* _Text segment_
_ _ _ _ _

While dairy players in India have hiked milk prices twice in the last year, the same is not likely to repeat in the coming months due to reasons including abundant water supplies and increased crop production.

The dairy players including Amul raised milk prices twice last year 2019, making the daily essential commodity costlier by Rs 4 per litre.

While dairy players in India have hiked milk prices twice in the last year, the same is not likely to repeat in the coming months due to reasons including abundant water supplies and increased crop production. “In fiscal 2021, milk production is expected to pick up, given abundant water in reservoirs and expectations of a normal monsoon. That should arrest any further rise in milk procurement and retail prices,” a CRISIL research report said on Thursday. RS Sodhi, managing director, Amul, had also earlier said that the company does not expect milk prices to rise any soon.

_ _ _ _ _

* _Dataset extract_
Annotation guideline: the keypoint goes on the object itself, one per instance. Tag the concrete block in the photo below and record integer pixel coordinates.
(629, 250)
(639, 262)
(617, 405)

_ _ _ _ _

* _Work to complete_
1. In the milk price passage, take the part that opens with the words containing "The dairy players" and closes with "rise any soon.", and rewrite it with "dairy players" swapped for "milk companies".
2. According to the milk price passage, how much costlier per litre did the two price hikes in 2019 make milk?
3. Carry the milk price passage forward from its last sentence.
The material is separate from the passage on milk prices.

* _Solved tasks_
1.
The milk companies including Amul raised milk prices twice last year 2019, making the daily essential commodity costlier by Rs 4 per litre.

While milk companies in India have hiked milk prices twice in the last year, the same is not likely to repeat in the coming months due to reasons including abundant water supplies and increased crop production. “In fiscal 2021, milk production is expected to pick up, given abundant water in reservoirs and expectations of a normal monsoon. That should arrest any further rise in milk procurement and retail prices,” a CRISIL research report said on Thursday. RS Sodhi, managing director, Amul, had also earlier said that the company does not expect milk prices to rise any soon.

2. Rs 4 per litre.

3.
The dairy industry raised milk prices twice last year 2019, making the daily essential commodity costlier by Rs 4 per litre. However, these were the only two hikes in milk prices in the last three years. “This is less than 3% which is below both food inflation and retail inflation,” RS Sodhi had earlier told Financial Express Online in January. There were several factors behind these hikes. The procurement prices of milk skyrocketed between April and December 2019 due to shortfall in production across India, the CRISIL report said.

Further, floods had hit various parts of the country and this led to poor animal health. “Also, water logging in green pastures kept animals from grazing and damage to crops such as maize and sugarcane, which are used for fodder, crimped fodder availability,” the report added. The overall result was milk shortage and then price hike.

What changed in FY21?

Other than increase in water supply due to enhanced reservoir levels, rabi sowing area has increased by 10% as of January 31, 2020. What this essentially means is that the cattle will have better availability of fodder. “Higher arrivals of key crops such as wheat, bajra, jowar and maize from March would mean copious fodder availability, which should raise milk production next fiscal,” CRISIL said. The same will stabilise milk procurement prices, which then reflects into end consumer price.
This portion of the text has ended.